Juliette est une jeune fille bien élevée dont la famille ne transige pas avec les principes et la bonne éducation. Les vacances de cet été 69 seront les dernières de son enfance, de son innocence car la révolution des mœurs et les revendications sociales de mai 68 se sont chargées de bouleverser les normes et les diktats de la bien-pensance et Juliette entraînée par Camille, plus délurée qu’elle flirte avec les interdits, les transgressions, défie sa famille et la provoque. Une fureur de vivre s’empare de la jeune fille sage et docile et elle tente de briser les carcans qui l’emprisonnent, malgré les tentatives désespérées de ses parents pour l’empêcher de se perdre avec le ténébreux Patrice qui finira par sombrer dans la drogue et l’autodestruction. Juliette rêve de ruer dans les brancards, elle affiche la photo du Che dans sa chambre, change de look pour jouer les rebelles, porte une veste de G.I, bariolée de slogans Peace and Love, un jean rapiécé, un tee-shirt tigré, une casquette Mao à étoile rouge. Fini les chemisiers à col de dentelle, les robes à smokes, le kilt écossais ! La jeune fille rêve de révolution, d’insurrection, dévore les poètes maudits: Rimbaud, Verlaine et Baudelaire, se passionne pour la lutte prolétarienne, la cause des damnés de la terre, la lutte finale. Elle se veut libérée des préjugés de sa classe sociale et du consumérisme. Elle s’insurge contre le fric, la morale et l’ordre établi. Pour plaire à Patrice, elle milite pour la Gauche prolétarienne. Ses parents sont affolés par son goût pour les sorties, pour les garçons, par ses provocations et son changement radical de personnalité et sa mère lui promet un avenir de fille perdue si elle poursuit dans cette voie sulfureuse. Le personnage de Juliette est très touchant car elle est adorable dans sa candeur et sa bonne foi. Elle croit être une rebelle, une révolutionnaire alors qu’elle s’illusionne et ne transgresse qu’à peine les règles par quelques baisers volés et quelques fantasmes. De cette époque, elle ne conservera que le souvenir d’un garçon avec une mèche brune, une passion dévorante et inextinguible pour l’écriture et un flacon de parfum aux effluves de Jolie madame de chez Balmain.
+++++
Consigne
D'après le texte sur l'été 69 de Juliette, pour quel mouvement la jeune fille milite-t-elle afin de plaire à Patrice ?

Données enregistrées
+++++
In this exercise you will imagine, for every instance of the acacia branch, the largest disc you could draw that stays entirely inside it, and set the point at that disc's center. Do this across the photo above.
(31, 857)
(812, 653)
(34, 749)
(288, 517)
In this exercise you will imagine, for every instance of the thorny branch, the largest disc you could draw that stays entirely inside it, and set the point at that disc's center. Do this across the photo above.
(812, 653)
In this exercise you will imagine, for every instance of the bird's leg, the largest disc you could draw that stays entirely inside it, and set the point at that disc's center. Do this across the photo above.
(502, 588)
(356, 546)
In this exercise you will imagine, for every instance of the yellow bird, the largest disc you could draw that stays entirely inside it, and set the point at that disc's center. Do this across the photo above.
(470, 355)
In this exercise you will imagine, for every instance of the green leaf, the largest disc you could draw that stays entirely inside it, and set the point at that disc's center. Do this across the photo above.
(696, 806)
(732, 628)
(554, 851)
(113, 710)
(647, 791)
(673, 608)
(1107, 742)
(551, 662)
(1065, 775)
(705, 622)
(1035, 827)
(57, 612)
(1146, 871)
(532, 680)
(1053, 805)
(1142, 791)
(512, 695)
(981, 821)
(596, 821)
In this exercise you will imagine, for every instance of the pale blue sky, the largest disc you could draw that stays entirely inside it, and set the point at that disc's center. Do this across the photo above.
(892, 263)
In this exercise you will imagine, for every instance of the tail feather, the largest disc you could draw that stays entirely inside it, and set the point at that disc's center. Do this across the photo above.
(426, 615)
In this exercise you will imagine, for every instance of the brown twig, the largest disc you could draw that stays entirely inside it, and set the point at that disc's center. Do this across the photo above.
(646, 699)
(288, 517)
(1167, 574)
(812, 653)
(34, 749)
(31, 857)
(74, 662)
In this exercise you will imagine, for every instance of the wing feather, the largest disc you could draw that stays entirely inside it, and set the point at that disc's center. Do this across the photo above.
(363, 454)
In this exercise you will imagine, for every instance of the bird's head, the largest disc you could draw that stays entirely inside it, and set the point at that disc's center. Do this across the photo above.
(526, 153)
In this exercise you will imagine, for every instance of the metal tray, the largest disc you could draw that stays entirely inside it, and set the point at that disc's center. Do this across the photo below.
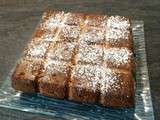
(37, 103)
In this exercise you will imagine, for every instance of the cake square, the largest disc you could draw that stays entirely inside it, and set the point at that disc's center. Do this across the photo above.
(25, 75)
(43, 35)
(92, 36)
(119, 58)
(118, 38)
(76, 19)
(83, 86)
(94, 20)
(53, 81)
(90, 54)
(118, 22)
(52, 20)
(62, 51)
(36, 49)
(69, 33)
(119, 91)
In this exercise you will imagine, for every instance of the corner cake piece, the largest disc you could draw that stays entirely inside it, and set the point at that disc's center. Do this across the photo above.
(117, 89)
(53, 81)
(118, 32)
(25, 75)
(82, 57)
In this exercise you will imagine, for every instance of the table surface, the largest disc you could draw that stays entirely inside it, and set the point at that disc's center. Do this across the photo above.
(18, 19)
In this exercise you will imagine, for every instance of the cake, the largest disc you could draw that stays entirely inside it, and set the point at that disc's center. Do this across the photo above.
(86, 58)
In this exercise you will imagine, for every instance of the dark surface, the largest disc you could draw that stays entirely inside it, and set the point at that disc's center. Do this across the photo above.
(18, 20)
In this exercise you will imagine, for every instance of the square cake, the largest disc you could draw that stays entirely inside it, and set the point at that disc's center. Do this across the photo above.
(80, 57)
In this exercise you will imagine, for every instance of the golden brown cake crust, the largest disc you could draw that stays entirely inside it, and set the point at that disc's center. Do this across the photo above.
(82, 57)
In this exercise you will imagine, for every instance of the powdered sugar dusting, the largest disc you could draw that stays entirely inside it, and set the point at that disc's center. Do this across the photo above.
(52, 66)
(53, 21)
(118, 22)
(96, 21)
(70, 31)
(117, 56)
(90, 54)
(116, 35)
(92, 36)
(92, 76)
(36, 50)
(74, 19)
(62, 51)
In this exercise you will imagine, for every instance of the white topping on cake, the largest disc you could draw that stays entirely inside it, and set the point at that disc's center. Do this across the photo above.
(90, 77)
(118, 22)
(62, 51)
(36, 50)
(55, 20)
(46, 37)
(117, 56)
(92, 36)
(90, 54)
(73, 19)
(116, 35)
(70, 31)
(51, 66)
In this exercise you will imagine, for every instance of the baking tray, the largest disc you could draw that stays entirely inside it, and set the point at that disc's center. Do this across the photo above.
(64, 109)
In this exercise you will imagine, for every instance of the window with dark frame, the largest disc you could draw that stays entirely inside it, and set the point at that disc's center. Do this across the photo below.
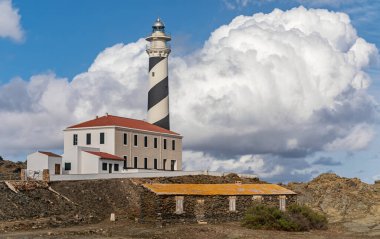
(135, 162)
(102, 138)
(67, 166)
(88, 139)
(75, 139)
(125, 161)
(135, 140)
(104, 166)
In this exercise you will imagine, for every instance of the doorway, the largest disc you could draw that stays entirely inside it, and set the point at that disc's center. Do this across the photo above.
(57, 169)
(199, 210)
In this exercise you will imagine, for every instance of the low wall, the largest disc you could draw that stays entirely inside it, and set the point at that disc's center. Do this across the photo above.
(138, 173)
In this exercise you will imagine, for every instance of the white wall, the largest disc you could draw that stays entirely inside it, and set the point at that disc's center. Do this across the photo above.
(37, 162)
(52, 161)
(89, 162)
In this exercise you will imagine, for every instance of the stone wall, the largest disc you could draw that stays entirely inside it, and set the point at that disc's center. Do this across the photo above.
(209, 208)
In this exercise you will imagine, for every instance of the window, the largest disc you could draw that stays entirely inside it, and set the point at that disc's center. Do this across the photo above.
(232, 203)
(135, 162)
(282, 203)
(125, 161)
(125, 139)
(67, 166)
(135, 140)
(179, 204)
(75, 139)
(101, 138)
(88, 139)
(104, 166)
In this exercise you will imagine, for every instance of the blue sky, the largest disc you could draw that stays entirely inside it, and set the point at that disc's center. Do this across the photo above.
(64, 38)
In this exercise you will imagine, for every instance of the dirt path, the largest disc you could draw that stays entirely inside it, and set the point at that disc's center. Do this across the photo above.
(129, 229)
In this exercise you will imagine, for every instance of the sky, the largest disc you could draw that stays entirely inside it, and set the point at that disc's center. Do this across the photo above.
(285, 90)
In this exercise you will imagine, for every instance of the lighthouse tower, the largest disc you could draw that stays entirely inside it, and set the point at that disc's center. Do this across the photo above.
(158, 96)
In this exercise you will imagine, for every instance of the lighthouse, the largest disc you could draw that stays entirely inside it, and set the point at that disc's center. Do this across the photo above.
(158, 95)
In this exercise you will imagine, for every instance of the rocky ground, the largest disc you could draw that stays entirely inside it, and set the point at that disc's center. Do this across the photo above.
(10, 169)
(81, 209)
(130, 229)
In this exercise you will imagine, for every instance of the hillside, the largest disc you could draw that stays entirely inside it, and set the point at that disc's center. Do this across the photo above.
(343, 200)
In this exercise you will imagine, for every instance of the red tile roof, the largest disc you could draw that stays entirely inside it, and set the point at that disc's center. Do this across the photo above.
(50, 154)
(111, 120)
(104, 155)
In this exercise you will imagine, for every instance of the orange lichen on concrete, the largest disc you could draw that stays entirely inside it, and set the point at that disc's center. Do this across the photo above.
(218, 189)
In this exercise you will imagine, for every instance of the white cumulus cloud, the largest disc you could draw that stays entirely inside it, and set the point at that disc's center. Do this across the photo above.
(10, 21)
(280, 85)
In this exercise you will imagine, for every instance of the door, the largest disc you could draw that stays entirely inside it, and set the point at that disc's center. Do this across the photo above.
(57, 170)
(199, 210)
(172, 165)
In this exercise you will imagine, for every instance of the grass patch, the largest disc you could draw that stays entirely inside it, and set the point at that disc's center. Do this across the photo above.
(296, 218)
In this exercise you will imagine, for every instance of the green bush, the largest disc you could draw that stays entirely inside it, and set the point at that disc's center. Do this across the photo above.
(296, 218)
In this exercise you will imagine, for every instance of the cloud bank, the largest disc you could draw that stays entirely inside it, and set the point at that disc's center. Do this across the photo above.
(264, 92)
(10, 21)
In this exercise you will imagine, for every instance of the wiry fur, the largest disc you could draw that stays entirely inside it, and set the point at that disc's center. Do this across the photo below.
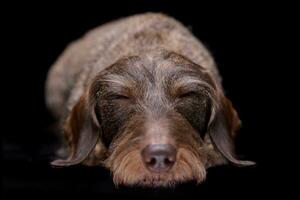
+++++
Corrigé
Elle milite pour la Gauche prolétarienne.